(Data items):
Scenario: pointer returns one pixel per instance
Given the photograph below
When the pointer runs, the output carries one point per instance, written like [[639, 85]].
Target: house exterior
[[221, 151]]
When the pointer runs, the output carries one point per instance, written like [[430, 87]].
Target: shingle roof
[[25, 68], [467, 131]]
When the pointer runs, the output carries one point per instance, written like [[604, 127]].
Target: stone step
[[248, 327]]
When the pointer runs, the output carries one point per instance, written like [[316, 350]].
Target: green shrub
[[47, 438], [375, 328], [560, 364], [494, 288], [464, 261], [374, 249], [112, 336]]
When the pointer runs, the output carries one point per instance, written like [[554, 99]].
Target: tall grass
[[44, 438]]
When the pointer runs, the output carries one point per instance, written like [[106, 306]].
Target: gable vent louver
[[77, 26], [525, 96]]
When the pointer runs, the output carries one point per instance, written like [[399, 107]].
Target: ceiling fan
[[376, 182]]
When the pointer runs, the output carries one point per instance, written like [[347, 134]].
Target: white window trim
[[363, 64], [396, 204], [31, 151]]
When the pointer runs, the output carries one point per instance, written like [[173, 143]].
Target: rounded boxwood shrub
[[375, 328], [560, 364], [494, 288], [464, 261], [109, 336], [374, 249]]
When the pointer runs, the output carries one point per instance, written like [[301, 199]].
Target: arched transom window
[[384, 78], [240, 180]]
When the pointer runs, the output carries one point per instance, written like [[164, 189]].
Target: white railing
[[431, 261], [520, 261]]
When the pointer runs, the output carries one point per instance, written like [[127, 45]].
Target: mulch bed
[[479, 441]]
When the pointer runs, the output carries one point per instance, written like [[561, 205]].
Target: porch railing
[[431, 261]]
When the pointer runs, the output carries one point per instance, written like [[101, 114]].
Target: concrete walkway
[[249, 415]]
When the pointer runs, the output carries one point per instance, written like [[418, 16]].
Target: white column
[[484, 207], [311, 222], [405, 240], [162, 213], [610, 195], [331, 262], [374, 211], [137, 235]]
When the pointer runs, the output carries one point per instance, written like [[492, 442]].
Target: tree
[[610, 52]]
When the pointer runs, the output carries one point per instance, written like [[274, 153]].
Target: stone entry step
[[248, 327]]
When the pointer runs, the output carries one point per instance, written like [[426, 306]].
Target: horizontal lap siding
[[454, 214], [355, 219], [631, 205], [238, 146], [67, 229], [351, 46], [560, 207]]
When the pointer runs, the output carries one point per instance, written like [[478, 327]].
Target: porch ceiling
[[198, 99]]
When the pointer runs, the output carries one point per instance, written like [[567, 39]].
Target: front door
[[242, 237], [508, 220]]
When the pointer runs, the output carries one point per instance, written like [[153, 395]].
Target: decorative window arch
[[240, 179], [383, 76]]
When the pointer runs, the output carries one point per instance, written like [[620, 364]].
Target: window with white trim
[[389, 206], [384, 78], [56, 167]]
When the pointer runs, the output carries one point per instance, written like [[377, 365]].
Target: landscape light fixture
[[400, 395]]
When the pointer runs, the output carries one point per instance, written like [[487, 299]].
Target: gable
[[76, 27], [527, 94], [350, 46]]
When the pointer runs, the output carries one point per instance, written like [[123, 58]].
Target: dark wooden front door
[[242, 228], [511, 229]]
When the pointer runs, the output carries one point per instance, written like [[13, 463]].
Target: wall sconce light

(What is required):
From the data above, reproduce word for word the lines running from the line with "Target: stone step" to the line with "like [[399, 107]].", ends included.

(Solution for this exercise):
Target: stone step
[[248, 327]]
When the pointer runs, the output carries one point per instance, written like [[316, 350]].
Target: green shrub
[[47, 438], [375, 328], [560, 364], [494, 288], [464, 261], [374, 249], [112, 336]]
When the pointer runs, the output carries one point per instance, written like [[554, 99]].
Target: tall grass
[[44, 438]]
When the pointer runs, the output carries one point per instance, written like [[106, 306]].
Target: gable vent louver
[[77, 26], [525, 96]]
When the pointer runs, the output carries one point per instance, written like [[399, 107]].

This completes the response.